Directions for this task: Quote the line containing "task | indicate the wooden fence" and all lines that follow it in the listing below, exactly as written.

Items:
####################

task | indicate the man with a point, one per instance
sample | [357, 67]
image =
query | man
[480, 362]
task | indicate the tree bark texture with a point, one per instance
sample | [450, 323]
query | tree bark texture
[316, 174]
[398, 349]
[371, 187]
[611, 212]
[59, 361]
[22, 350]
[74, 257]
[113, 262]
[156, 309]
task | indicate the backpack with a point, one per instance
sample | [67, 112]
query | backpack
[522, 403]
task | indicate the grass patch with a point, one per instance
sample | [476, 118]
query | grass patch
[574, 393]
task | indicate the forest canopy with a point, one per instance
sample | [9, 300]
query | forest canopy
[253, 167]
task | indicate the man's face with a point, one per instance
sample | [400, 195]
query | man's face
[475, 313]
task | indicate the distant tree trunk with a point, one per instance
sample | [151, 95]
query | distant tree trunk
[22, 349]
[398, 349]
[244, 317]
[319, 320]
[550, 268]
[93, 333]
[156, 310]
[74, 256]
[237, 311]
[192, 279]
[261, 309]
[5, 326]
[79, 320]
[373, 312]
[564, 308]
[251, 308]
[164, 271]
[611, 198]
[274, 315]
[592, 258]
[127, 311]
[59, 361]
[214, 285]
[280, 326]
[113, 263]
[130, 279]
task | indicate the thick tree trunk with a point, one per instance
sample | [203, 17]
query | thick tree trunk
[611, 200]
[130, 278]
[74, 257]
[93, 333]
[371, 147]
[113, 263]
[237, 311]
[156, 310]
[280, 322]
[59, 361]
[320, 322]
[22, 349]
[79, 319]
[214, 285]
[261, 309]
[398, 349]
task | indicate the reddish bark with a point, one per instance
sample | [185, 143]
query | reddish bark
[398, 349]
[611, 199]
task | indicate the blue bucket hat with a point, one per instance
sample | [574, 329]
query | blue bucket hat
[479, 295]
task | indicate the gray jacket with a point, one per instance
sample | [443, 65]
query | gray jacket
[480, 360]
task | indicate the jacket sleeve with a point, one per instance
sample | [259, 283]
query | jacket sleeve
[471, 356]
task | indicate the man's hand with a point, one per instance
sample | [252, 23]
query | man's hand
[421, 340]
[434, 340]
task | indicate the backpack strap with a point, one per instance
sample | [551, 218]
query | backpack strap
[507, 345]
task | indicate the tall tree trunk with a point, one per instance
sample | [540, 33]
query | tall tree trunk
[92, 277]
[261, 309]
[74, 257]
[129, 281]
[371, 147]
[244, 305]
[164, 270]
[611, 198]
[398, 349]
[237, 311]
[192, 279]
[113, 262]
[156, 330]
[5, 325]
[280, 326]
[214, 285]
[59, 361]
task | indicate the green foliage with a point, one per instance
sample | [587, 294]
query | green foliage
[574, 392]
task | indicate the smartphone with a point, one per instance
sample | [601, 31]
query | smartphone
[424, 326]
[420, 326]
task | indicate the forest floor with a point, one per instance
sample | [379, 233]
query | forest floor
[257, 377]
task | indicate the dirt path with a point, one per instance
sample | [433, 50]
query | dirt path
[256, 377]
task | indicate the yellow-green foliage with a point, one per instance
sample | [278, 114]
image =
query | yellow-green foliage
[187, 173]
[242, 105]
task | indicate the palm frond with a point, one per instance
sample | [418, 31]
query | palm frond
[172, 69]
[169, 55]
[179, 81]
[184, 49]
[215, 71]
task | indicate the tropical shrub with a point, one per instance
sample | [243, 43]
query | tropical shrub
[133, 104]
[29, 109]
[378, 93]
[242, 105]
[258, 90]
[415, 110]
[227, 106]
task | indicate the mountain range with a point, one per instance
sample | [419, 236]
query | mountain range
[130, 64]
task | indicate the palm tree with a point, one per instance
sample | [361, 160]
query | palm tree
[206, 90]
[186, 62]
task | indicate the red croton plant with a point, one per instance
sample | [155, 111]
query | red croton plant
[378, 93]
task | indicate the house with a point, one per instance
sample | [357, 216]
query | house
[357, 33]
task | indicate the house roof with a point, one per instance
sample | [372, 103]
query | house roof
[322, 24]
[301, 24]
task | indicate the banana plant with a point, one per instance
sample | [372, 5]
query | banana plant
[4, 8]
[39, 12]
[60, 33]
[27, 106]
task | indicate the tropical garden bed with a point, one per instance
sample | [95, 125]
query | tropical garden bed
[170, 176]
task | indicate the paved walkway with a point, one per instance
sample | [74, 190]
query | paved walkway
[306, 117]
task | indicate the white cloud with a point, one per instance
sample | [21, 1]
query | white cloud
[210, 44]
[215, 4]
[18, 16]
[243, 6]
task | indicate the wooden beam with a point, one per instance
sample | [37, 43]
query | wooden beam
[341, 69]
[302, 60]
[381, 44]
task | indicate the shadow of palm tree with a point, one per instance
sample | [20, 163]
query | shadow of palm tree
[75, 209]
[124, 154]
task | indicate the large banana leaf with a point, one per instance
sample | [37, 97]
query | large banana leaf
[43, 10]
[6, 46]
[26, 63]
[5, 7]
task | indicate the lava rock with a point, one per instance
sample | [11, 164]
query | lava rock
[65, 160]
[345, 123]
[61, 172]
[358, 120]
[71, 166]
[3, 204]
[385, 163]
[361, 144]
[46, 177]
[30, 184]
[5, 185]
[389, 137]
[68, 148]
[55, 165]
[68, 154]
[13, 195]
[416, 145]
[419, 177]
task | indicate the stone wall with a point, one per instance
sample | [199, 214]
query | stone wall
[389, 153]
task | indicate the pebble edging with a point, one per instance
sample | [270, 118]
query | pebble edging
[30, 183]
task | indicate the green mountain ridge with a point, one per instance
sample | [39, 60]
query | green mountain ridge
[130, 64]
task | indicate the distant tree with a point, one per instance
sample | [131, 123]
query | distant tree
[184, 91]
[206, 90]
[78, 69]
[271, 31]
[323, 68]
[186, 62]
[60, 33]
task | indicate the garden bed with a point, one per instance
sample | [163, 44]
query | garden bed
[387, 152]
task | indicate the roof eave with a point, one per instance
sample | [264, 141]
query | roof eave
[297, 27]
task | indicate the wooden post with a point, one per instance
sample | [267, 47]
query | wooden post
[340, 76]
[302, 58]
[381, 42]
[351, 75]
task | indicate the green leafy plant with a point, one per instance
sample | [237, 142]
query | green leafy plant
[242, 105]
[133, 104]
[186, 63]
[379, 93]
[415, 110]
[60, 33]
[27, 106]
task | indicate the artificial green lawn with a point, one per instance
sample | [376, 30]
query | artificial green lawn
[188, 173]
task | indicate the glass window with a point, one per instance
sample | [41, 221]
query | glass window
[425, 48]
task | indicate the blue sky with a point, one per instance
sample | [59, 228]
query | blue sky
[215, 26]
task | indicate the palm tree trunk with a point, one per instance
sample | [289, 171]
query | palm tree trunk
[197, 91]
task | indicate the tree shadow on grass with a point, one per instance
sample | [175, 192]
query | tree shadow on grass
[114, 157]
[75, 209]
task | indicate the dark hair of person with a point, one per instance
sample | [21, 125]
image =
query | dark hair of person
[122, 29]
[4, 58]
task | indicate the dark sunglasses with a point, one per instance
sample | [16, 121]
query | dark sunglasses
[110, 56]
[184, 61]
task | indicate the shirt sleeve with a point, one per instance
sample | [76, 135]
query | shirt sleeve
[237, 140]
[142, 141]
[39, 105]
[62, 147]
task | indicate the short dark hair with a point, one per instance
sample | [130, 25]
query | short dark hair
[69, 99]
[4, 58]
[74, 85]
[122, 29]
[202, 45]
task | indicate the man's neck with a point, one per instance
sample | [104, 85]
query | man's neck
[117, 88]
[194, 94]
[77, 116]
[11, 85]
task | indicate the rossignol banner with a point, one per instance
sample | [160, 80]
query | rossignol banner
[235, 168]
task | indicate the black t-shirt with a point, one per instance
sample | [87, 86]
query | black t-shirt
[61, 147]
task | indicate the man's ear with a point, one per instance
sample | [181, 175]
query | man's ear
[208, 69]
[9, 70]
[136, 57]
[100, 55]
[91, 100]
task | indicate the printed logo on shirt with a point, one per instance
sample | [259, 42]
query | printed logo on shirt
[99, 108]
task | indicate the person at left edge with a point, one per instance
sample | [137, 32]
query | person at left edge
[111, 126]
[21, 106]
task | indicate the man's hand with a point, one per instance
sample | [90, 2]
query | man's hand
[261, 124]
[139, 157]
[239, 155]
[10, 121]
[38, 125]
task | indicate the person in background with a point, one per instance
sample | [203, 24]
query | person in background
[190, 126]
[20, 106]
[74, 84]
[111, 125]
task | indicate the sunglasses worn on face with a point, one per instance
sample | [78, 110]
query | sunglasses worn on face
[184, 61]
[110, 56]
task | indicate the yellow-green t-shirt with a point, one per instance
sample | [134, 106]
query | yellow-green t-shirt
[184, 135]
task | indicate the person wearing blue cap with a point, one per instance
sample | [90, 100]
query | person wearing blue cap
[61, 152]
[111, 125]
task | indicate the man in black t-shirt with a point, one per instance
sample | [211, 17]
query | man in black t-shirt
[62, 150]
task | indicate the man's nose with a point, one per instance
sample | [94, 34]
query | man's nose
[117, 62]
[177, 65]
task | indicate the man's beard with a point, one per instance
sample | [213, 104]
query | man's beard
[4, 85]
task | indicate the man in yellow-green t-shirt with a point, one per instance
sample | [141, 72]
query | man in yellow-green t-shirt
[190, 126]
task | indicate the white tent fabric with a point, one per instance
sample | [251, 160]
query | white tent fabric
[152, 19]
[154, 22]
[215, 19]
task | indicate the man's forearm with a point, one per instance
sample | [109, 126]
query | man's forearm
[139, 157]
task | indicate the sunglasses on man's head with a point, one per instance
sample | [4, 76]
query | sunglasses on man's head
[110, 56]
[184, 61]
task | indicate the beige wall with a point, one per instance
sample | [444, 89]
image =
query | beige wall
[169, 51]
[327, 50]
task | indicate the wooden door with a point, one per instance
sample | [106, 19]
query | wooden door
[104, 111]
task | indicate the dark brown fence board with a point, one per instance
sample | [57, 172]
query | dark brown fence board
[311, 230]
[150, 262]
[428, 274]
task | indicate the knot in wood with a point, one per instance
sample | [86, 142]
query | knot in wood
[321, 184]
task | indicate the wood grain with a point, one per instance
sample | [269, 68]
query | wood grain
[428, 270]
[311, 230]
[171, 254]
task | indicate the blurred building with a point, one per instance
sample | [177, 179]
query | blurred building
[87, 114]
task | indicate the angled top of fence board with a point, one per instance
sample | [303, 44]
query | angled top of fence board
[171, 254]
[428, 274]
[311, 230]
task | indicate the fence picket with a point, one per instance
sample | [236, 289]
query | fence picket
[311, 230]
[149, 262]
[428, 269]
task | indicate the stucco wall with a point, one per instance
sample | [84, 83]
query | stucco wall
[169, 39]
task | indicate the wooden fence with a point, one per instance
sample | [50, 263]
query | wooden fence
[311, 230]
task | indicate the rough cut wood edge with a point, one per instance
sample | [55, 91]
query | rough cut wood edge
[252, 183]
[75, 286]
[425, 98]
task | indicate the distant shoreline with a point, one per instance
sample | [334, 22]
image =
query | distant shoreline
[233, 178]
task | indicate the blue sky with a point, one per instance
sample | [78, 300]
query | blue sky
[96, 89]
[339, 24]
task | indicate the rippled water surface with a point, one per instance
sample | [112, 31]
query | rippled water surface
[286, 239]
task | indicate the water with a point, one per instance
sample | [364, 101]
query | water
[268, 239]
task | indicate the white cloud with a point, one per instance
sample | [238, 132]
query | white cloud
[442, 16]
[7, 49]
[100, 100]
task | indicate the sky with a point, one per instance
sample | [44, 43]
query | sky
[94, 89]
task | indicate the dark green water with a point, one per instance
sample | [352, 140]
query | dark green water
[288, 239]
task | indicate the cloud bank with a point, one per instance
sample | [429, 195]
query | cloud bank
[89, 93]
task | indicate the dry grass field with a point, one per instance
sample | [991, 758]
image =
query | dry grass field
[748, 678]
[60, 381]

####################

Exercise result:
task | indicate the wooden fence with a point, one per instance
sample | [50, 263]
query | wooden fence
[311, 230]
task | indicate the rough cut wood edge with a point, one per instance
sample | [55, 91]
query | rough cut wood edge
[252, 183]
[75, 286]
[425, 98]
task | indicate the distant shoreline with a point, one per instance
sample | [334, 22]
image =
query | distant shoreline
[233, 178]
task | indicate the blue sky with a point, one per instance
sample | [78, 300]
query | blue sky
[96, 89]
[339, 24]
task | indicate the rippled water surface with a point, one per instance
sample | [112, 31]
query | rippled water surface
[286, 239]
task | indicate the water with a point, one per instance
sample | [364, 101]
query | water
[268, 239]
task | indicate the white cloud with a point, one per instance
sample | [238, 132]
query | white cloud
[442, 16]
[7, 49]
[100, 100]
task | indicate the sky with a point, one per instance
sample | [44, 43]
query | sky
[94, 89]
task | indicate the dark green water with a point, one per instance
sample | [352, 140]
query | dark green water
[288, 239]
task | indicate the cloud bank with a point, one per instance
sample | [429, 195]
query | cloud bank
[89, 93]
task | indicate the dry grass field with a point, one per instance
sample | [991, 758]
image =
query | dry grass field
[748, 678]
[60, 381]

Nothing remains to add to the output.